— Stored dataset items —
▼

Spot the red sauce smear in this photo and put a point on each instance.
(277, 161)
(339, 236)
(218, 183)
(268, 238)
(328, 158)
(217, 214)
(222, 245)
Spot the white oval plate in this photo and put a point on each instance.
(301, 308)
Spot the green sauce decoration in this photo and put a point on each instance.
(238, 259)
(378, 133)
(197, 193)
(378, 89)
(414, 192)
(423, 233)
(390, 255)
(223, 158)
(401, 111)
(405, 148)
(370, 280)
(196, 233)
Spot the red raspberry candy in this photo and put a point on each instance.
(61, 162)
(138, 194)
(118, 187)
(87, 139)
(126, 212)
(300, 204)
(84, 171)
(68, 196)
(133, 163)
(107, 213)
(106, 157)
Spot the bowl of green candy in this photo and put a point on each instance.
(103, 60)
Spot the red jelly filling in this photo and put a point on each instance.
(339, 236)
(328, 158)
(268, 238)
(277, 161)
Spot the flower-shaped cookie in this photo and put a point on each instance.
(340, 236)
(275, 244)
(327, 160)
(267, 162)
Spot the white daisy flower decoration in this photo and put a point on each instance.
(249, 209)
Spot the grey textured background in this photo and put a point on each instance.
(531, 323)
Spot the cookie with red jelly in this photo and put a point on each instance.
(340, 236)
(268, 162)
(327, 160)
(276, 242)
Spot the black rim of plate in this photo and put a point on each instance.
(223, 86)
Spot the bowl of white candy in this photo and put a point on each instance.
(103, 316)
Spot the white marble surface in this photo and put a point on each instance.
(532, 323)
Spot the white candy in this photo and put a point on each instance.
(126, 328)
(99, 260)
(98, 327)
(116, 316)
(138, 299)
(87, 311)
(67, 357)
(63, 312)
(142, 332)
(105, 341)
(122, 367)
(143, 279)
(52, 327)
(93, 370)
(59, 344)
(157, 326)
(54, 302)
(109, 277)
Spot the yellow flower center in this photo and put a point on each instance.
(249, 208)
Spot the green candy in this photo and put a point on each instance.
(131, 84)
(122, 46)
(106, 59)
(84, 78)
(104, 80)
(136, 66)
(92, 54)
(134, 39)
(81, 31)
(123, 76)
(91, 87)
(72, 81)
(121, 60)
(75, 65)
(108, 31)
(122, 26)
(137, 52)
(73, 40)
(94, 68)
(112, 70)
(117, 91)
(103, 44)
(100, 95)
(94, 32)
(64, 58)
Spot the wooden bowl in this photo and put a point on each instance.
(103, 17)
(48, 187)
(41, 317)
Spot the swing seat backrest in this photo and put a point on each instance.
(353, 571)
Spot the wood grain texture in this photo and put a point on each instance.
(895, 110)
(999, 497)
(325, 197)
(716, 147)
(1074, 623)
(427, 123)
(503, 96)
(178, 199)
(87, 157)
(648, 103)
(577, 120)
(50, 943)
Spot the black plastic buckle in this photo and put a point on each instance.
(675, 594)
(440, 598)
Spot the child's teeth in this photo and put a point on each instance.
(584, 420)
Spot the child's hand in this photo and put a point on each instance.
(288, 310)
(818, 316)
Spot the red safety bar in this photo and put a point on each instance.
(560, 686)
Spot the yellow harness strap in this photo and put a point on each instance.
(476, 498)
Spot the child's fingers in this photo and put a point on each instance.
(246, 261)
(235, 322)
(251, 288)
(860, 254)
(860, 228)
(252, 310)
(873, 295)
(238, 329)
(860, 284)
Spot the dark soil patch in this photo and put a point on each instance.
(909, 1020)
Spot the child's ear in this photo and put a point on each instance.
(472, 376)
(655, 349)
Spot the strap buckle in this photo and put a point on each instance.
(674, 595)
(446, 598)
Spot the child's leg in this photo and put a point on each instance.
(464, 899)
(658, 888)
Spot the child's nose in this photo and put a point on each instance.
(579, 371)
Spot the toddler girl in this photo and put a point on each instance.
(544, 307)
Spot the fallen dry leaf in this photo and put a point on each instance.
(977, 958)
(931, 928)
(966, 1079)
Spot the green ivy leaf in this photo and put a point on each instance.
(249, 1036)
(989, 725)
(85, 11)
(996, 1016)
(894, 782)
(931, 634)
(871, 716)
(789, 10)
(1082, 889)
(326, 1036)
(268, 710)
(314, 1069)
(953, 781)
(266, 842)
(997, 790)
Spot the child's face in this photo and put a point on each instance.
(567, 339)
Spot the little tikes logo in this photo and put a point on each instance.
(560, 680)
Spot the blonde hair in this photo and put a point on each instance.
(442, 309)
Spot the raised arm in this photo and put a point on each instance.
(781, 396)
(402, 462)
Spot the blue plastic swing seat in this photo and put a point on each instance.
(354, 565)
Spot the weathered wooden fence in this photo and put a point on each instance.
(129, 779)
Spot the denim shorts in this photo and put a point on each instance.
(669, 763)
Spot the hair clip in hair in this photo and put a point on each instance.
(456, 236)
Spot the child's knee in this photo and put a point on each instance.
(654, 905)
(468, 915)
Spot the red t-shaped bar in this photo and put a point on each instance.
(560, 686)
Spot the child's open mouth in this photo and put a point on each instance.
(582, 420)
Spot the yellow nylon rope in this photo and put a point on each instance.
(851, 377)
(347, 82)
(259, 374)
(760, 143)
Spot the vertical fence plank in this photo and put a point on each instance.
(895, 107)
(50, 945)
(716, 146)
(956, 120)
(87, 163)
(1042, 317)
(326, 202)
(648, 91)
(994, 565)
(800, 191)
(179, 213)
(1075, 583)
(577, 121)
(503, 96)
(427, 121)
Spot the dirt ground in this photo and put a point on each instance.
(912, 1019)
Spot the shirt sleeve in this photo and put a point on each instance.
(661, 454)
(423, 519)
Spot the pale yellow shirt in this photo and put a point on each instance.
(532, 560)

▲

— WORK INSTRUCTIONS —
Write every line of the entries again, word for word.

— RESULT —
Spot the red sauce smear in this photo and put a point on each instance.
(277, 161)
(339, 236)
(218, 183)
(268, 238)
(328, 158)
(217, 214)
(222, 245)
Spot the white oval plate in this photo and put a point on each instance.
(301, 308)
Spot the green sauce decoration in this photo and put a point on each instance.
(238, 259)
(378, 133)
(197, 193)
(378, 89)
(414, 192)
(423, 233)
(390, 255)
(223, 158)
(401, 111)
(405, 148)
(370, 280)
(196, 233)
Spot the red raspberry candy in this photo and put a point on each instance.
(61, 162)
(138, 194)
(118, 187)
(87, 139)
(126, 212)
(300, 204)
(84, 171)
(68, 196)
(133, 163)
(107, 213)
(106, 157)
Spot the bowl of green candy in this photo and put a point on each instance.
(103, 60)
Spot the red jelly filling in this photo and put a point on each instance.
(339, 236)
(328, 158)
(268, 238)
(277, 161)
Spot the flower-shaped cookie in this photo and put a point on each instance.
(340, 236)
(275, 244)
(327, 160)
(267, 162)
Spot the white daisy flower decoration in this photo and put a point on each instance.
(249, 209)
Spot the grey textured background in this photo and put a point on each instance.
(531, 323)
Spot the cookie with red jelly in this photo and put a point on each instance.
(340, 236)
(268, 162)
(327, 160)
(276, 242)
Spot the black rim of plate in this photo and put a point on each instance.
(223, 86)
Spot the bowl of white candy in this photo and put a point on each instance.
(103, 316)
Spot the white marble surface in this photo and put a point on each instance.
(532, 323)
Spot the white candy in this photo and put a point on each instance.
(126, 328)
(99, 260)
(98, 327)
(116, 316)
(138, 299)
(87, 311)
(67, 357)
(63, 312)
(142, 332)
(105, 341)
(122, 367)
(143, 279)
(52, 327)
(93, 370)
(59, 344)
(157, 326)
(54, 302)
(109, 277)
Spot the yellow flower center in this photo and put a point on each instance.
(249, 208)
Spot the green candy in this photo and put a point on each instance.
(131, 84)
(122, 46)
(106, 59)
(84, 78)
(104, 80)
(136, 66)
(92, 54)
(134, 39)
(81, 31)
(123, 76)
(91, 87)
(72, 81)
(121, 60)
(75, 65)
(108, 31)
(122, 26)
(137, 52)
(73, 40)
(94, 68)
(112, 70)
(117, 91)
(103, 44)
(100, 95)
(94, 32)
(64, 58)
Spot the wooden bowl in this photo and put a point on each instance.
(103, 17)
(48, 187)
(41, 317)
Spot the swing seat backrest in this photo and put a point on each instance.
(353, 571)
Spot the wood grain texture in this photo and put a point on each instance.
(895, 110)
(999, 497)
(325, 197)
(716, 147)
(1074, 623)
(427, 123)
(503, 96)
(178, 199)
(87, 157)
(648, 103)
(577, 120)
(50, 943)
Spot the black plastic buckle in this photo and put a point on each instance.
(675, 594)
(440, 598)
Spot the child's teeth in this photo and put a point on each instance.
(584, 420)
Spot the child's hand in this photo and put a point on each instance.
(288, 310)
(818, 316)
Spot the red safety bar in this photo and put a point on each instance.
(560, 686)
Spot the yellow harness strap in this photo and put a point on each instance.
(476, 498)
Spot the child's fingers in this photo and put a point on each instance.
(246, 261)
(235, 322)
(251, 288)
(860, 254)
(860, 228)
(252, 310)
(873, 295)
(238, 329)
(860, 284)
Spot the dark soil patch in this photo and put a point on each instance.
(909, 1020)
Spot the child's ear in this photo and put a point on each instance.
(472, 376)
(655, 349)
Spot the strap buckle in this photo and put a point on each instance.
(674, 595)
(446, 598)
Spot the child's leg in this photo and put a point on each instance.
(464, 899)
(658, 888)
Spot the child's nose in this photo and put a point on each instance.
(579, 371)
Spot the toddler girl in this photo and put a point on each instance.
(544, 307)
Spot the fallen dry leaf in this photo and put a point on each instance.
(977, 958)
(931, 928)
(966, 1079)
Spot the green ivy leaf in this photo and put a point on each instance.
(249, 1036)
(989, 725)
(85, 11)
(996, 1016)
(894, 782)
(931, 634)
(871, 716)
(789, 10)
(1082, 889)
(326, 1036)
(268, 710)
(314, 1069)
(953, 781)
(266, 842)
(997, 790)
Spot the child's face in this photo and put a point on each instance.
(567, 339)
Spot the little tikes logo in this photo and put a point on each instance.
(560, 680)
Spot the blonde hair in this photo and put a point on each instance.
(442, 309)
Spot the raised arm in this photo and put a point on each instance.
(781, 396)
(402, 462)
Spot the blue plastic swing seat in this photo and put a point on each instance.
(354, 565)
Spot the weathered wooden fence in this photo and put a point on each instance.
(129, 779)
Spot the denim shorts in this photo and put a point on each instance.
(669, 763)
Spot the hair clip in hair in this photo and put a point on each instance.
(456, 236)
Spot the child's knee in this photo and put a point on each instance.
(654, 905)
(468, 915)
Spot the red t-shaped bar in this photo and put a point on each instance.
(560, 686)
Spot the child's open mouth in this photo and put a point on each instance.
(582, 420)
Spot the yellow nylon rope in this photo and put a point on each instance.
(851, 377)
(347, 82)
(259, 374)
(760, 143)
Spot the vertical fence plank in this photo and put a point on each instance.
(895, 107)
(50, 945)
(716, 146)
(956, 120)
(87, 163)
(1042, 317)
(326, 202)
(648, 91)
(994, 565)
(800, 191)
(179, 213)
(1075, 583)
(577, 121)
(503, 96)
(427, 121)
Spot the dirt ground in this photo and put a point on each instance.
(912, 1019)
Spot the shirt sleeve in this photo and put a point on each instance.
(661, 454)
(423, 519)
Spot the pale yellow shirt in this photo and put a point on each instance.
(532, 560)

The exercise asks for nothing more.